╭─ Extract

Depending on the identified grid violation, various planning measures can be implemented. The following Table 2 shows an overview of the use cases of the planning measures, which are explained later on. Starting with the two measures implemented within the conventional planning strategy, the cable and substation transformer measures remedy the grid violation locally without affecting other identified grid limit violations. For instance, when the substation transformer is overloaded in addition to several cable sections, the application of substation transformer measures remedies the local loading violation without having a significant impact on the overloaded cable sections. On the other side, the measures within the innovative planning strategy can have a grid-wide impact on limit violations. The measures are explained in detail in the upcoming section.

3.2.1. Conventional Planning Strategy

This approach represents the traditional planning measures performed by DSOs and that have been established as standard planning options. These include the installation of new equipment such as cable or transformer or the application of a grid operational measure. These options are discussed in the following sections.
  • Cable measures
Cable measures are considered to be one of the main tools of grid planning. These cannot only remedy overloads in the grid but can also remedy voltage violations at certain nodes in the grid. Cable measures can generally be classified into two main categories; grid reinforcement and grid expansion.

╰─

What you will do:
1 > In the grid planning extract, what are the two main categories of cable measures?
2 > Write the next part of the grid planning extract, picking up after its last sentence.

╭─ Rows

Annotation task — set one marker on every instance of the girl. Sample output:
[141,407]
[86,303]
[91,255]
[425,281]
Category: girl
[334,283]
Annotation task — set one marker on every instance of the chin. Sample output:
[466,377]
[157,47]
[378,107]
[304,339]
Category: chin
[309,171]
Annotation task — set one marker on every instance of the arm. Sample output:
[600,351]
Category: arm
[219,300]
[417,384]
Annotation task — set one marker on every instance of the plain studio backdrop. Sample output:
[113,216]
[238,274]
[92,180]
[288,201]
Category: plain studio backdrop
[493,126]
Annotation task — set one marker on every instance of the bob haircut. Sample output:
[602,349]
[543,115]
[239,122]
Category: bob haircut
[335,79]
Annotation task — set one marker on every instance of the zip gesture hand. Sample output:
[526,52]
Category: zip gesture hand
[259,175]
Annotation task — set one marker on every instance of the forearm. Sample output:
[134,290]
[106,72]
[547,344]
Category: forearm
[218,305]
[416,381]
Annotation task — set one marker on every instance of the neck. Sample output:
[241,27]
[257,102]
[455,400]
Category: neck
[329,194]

╰─
╭─ Rows

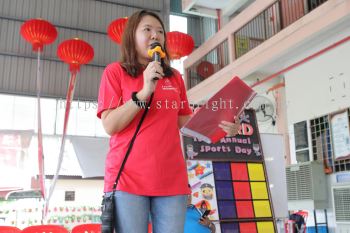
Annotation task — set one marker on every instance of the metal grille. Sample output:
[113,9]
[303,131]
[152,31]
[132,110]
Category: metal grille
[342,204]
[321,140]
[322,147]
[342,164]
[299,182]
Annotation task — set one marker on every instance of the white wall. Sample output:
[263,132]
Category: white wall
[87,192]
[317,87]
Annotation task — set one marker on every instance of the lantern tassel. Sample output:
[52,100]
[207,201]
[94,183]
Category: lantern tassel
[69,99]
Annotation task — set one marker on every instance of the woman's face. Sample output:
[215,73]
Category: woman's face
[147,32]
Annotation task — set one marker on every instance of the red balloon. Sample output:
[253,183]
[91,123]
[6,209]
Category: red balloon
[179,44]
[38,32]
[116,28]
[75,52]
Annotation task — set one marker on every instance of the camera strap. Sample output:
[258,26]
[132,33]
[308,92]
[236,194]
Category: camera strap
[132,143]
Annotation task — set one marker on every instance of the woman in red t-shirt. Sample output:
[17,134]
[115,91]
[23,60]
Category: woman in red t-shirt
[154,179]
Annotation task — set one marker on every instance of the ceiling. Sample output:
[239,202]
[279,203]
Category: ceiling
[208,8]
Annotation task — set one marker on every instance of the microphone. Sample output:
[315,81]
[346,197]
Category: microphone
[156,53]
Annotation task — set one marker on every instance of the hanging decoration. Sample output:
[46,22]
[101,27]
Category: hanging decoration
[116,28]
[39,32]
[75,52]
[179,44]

╰─

Outputs by task:
1 > Grid reinforcement and grid expansion.

2 >
As for grid reinforcement, the grid topology is maintained and the cable measures are performed at the already existing cable routes. In case the overloaded cable is identified to have a cable cross-section area smaller than the DSO’s standard cable cross-section area or when the cable insulation type is considered to be old (e.g., NKBA), a cable replacement is performed. In this case, the new cable replaces the existing overloaded cable. However, if the overloaded cable has a cross-section area corresponding to the current standard cross-section area and has a relatively new insulation type (e.g., N2XS2Y), the cable is reinforced with a second new cable. In both cases, the newly constructed cable is laid in the same route as the overloaded cable.
As for grid expansion, the grid topology is changed by constructing a new cable route directly connecting the grid nodes. For instance, when the load significantly increases at a substation feeder, some of the load can be shifted to a newly constructed feeder. On one hand, this measure can drastically reduce the load on the existing feeder. However, on the other hand, the space for constructing new feeders may not be always available, especially at jammed substations in highly dense areas.
In the context of this contribution, only grid reinforcement measures are applied, since the investigated grids are collected from six different DSOs where the spatial boundaries of the individual substations differ remarkably. Furthermore, unified cable measures are performed for all grids, so that generally valid results can be deduced.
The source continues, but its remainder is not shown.